#### [AIM OF THE EXERCISE]
From top to bottom, each entry below must be reproduced exactly.

--- DATA FOR PROCESSING ---

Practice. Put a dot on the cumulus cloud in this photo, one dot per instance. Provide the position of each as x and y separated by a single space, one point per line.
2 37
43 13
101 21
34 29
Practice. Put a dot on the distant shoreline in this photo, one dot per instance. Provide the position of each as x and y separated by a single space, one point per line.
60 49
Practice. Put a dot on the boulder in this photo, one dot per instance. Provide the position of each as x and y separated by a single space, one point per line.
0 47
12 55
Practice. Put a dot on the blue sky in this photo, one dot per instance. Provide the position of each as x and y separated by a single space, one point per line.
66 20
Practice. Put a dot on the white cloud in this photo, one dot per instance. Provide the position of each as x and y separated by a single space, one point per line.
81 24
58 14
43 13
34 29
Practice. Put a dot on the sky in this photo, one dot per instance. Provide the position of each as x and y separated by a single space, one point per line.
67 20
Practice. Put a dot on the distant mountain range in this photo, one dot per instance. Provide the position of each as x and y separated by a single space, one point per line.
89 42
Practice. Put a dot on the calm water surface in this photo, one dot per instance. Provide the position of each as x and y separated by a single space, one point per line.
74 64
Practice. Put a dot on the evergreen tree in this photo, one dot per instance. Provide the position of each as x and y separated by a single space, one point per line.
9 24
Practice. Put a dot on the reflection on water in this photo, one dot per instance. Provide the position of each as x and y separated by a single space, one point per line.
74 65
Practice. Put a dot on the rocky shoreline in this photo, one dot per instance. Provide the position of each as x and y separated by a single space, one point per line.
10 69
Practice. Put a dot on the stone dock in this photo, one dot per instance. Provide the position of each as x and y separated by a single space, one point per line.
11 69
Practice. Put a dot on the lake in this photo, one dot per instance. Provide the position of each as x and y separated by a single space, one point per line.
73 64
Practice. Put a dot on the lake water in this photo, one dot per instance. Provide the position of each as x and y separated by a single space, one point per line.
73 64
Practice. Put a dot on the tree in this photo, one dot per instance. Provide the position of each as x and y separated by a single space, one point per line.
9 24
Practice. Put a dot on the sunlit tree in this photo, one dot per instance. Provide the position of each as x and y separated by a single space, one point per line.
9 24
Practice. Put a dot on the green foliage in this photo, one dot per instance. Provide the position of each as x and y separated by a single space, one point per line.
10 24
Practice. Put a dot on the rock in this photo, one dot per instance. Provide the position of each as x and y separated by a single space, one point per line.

---

#### [ANSWER TO THIS EXERCISE]
Practice. Put a dot on the cumulus cloud in this photo, one dot per instance. Provide the position of each as x and y separated by a single space, one point per line.
2 37
43 13
101 21
34 29
Practice. Put a dot on the distant shoreline in this photo, one dot per instance. Provide the position of each as x and y separated by a single space, one point per line.
60 49
Practice. Put a dot on the boulder in this photo, one dot per instance. Provide the position of each as x and y separated by a single space, one point per line.
0 47
12 55
Practice. Put a dot on the blue sky in this photo, one dot per instance. Provide the position of each as x and y separated by a single space, one point per line.
66 20
Practice. Put a dot on the white cloud in this photo, one dot per instance. Provide the position of each as x and y separated by a single space, one point per line.
81 24
58 14
43 13
34 29
Practice. Put a dot on the sky in this photo, one dot per instance. Provide the position of each as x and y separated by a single space, one point per line.
67 20
Practice. Put a dot on the distant mountain range in this photo, one dot per instance. Provide the position of each as x and y separated by a single space, one point per line.
89 42
Practice. Put a dot on the calm water surface in this photo, one dot per instance. Provide the position of each as x and y separated by a single space, one point per line.
74 64
Practice. Put a dot on the evergreen tree in this photo, one dot per instance. Provide the position of each as x and y separated by a single space, one point per line.
9 24
Practice. Put a dot on the reflection on water in this photo, one dot per instance. Provide the position of each as x and y separated by a single space, one point per line.
74 65
Practice. Put a dot on the rocky shoreline in this photo, one dot per instance. Provide the position of each as x and y separated by a single space, one point per line.
10 69
Practice. Put a dot on the stone dock in this photo, one dot per instance. Provide the position of each as x and y separated by a single space, one point per line.
11 69
Practice. Put a dot on the lake in this photo, one dot per instance. Provide the position of each as x and y separated by a single space, one point per line.
73 64
Practice. Put a dot on the lake water in this photo, one dot per instance. Provide the position of each as x and y separated by a single space, one point per line.
73 64
Practice. Put a dot on the tree in this photo, one dot per instance. Provide the position of each as x and y separated by a single space, one point per line.
9 24
Practice. Put a dot on the sunlit tree in this photo, one dot per instance. Provide the position of each as x and y separated by a single space, one point per line.
9 24
Practice. Put a dot on the green foliage in this photo, one dot per instance. Provide the position of each as x and y separated by a single space, one point per line.
10 24
Practice. Put a dot on the rock in this photo, one dot per instance. Provide the position of each as x and y separated by a single space, one point per line.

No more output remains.